● **Challenge**
Write out the records from the start up to and including the line with "x=290 y=343", requests too, and shift every x and y coordinate in the answers by adding 4 to it. Leave the pictures out.

[Collection entries]
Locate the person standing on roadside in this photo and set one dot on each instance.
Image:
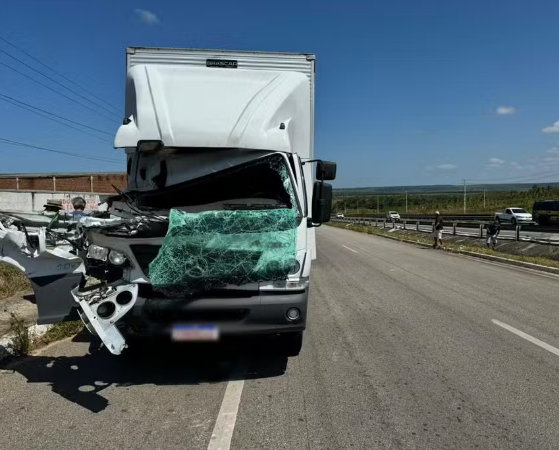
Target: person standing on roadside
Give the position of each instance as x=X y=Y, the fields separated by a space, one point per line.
x=438 y=234
x=493 y=231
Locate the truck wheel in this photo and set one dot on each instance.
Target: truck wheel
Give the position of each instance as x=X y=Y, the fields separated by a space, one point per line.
x=290 y=343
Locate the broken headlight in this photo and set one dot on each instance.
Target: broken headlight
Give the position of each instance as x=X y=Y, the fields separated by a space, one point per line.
x=97 y=252
x=117 y=258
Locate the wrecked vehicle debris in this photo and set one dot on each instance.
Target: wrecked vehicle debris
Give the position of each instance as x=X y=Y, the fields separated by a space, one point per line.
x=214 y=235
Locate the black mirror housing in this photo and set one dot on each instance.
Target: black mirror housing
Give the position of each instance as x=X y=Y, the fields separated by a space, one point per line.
x=326 y=170
x=321 y=203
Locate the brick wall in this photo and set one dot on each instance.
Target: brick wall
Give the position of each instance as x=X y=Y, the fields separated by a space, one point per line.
x=102 y=183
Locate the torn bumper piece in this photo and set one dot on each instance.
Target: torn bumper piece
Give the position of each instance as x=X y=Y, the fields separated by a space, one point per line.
x=101 y=308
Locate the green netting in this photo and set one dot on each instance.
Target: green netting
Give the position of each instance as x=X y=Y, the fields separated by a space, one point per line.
x=214 y=248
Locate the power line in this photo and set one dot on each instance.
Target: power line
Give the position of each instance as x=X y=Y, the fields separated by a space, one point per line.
x=58 y=73
x=75 y=155
x=43 y=113
x=55 y=115
x=54 y=90
x=57 y=82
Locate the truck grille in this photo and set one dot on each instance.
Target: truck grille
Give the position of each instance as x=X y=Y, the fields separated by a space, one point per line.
x=144 y=255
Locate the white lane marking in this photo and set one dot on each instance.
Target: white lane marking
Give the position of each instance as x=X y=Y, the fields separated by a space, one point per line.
x=224 y=427
x=532 y=339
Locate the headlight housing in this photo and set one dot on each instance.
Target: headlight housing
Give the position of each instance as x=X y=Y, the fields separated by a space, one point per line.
x=97 y=252
x=295 y=267
x=117 y=258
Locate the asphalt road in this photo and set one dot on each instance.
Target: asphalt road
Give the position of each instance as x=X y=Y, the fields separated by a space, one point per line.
x=402 y=351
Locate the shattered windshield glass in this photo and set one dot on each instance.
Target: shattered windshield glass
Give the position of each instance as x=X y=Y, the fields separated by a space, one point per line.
x=249 y=237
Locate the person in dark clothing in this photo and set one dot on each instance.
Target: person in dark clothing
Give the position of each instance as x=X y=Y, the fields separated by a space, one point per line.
x=438 y=234
x=493 y=231
x=79 y=205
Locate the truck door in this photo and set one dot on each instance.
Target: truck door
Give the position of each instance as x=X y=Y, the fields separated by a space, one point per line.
x=52 y=273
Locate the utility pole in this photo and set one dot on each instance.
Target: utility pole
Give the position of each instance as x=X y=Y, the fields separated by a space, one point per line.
x=406 y=202
x=464 y=196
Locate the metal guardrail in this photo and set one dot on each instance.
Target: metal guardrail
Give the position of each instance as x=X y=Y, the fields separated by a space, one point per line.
x=451 y=217
x=479 y=227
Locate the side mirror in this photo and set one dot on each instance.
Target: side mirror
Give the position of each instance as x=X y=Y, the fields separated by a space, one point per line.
x=326 y=170
x=321 y=203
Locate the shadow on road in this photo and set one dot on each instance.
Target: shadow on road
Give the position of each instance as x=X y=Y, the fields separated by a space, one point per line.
x=80 y=379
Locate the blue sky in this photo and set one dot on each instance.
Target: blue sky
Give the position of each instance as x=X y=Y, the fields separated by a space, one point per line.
x=408 y=92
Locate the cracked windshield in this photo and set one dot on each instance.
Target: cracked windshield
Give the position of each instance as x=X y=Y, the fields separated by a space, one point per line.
x=297 y=226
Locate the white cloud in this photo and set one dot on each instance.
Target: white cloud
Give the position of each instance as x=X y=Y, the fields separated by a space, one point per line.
x=497 y=161
x=506 y=110
x=552 y=129
x=446 y=167
x=147 y=16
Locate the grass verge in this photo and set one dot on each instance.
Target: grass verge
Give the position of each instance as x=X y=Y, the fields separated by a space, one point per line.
x=12 y=281
x=448 y=246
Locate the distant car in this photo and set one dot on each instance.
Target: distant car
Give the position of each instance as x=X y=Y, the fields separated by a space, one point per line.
x=514 y=216
x=546 y=212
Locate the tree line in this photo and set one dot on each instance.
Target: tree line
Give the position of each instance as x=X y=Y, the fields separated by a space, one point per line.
x=477 y=202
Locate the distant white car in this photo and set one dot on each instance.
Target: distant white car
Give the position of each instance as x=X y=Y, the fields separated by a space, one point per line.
x=514 y=216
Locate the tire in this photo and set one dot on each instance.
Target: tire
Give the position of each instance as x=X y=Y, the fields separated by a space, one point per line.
x=290 y=344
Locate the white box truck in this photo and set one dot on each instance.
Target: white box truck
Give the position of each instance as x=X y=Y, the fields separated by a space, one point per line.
x=214 y=235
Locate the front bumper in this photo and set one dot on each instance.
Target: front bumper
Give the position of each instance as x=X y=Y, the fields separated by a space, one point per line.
x=113 y=311
x=264 y=313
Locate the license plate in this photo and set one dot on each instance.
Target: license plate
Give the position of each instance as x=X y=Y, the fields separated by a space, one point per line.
x=195 y=333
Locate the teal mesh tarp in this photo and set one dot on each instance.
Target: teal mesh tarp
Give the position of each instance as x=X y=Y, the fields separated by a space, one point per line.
x=214 y=248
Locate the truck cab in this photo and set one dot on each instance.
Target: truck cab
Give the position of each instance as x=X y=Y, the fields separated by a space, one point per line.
x=215 y=234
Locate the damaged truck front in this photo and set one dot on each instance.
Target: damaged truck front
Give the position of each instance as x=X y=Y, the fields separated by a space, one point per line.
x=214 y=235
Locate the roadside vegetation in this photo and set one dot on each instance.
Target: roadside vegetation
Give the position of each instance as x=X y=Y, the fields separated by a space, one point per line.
x=22 y=342
x=445 y=202
x=448 y=246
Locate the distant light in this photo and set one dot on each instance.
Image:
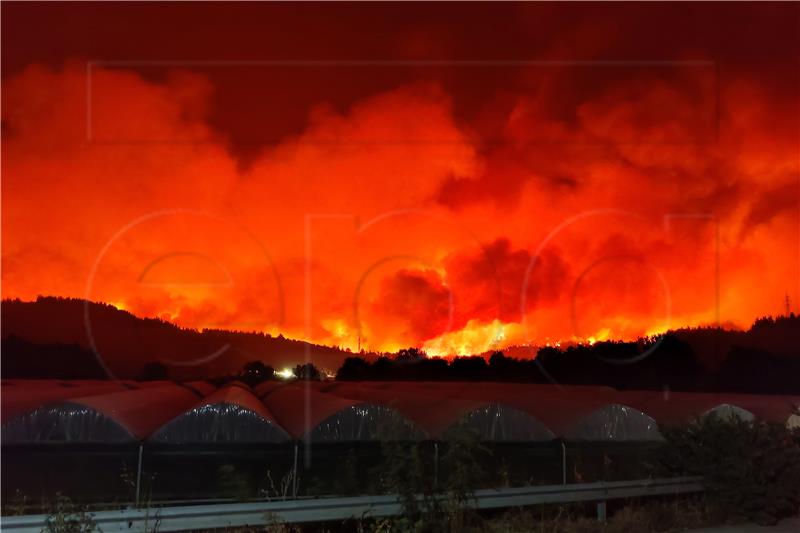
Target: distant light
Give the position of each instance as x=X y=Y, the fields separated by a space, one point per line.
x=286 y=373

● **Output for this task**
Locate the person standing on roadside in this photo and set one dot on each instance.
Image:
Target: person standing on roadside
Give the position of each instance as x=X y=Y, the fields separated by a space, one point per line.
x=442 y=238
x=497 y=235
Locate the truck wheel in this photo and set one dot on each instance.
Target: truck wheel
Give the position of each instance as x=X y=Y, the fields separated by a space, one point per line.
x=294 y=347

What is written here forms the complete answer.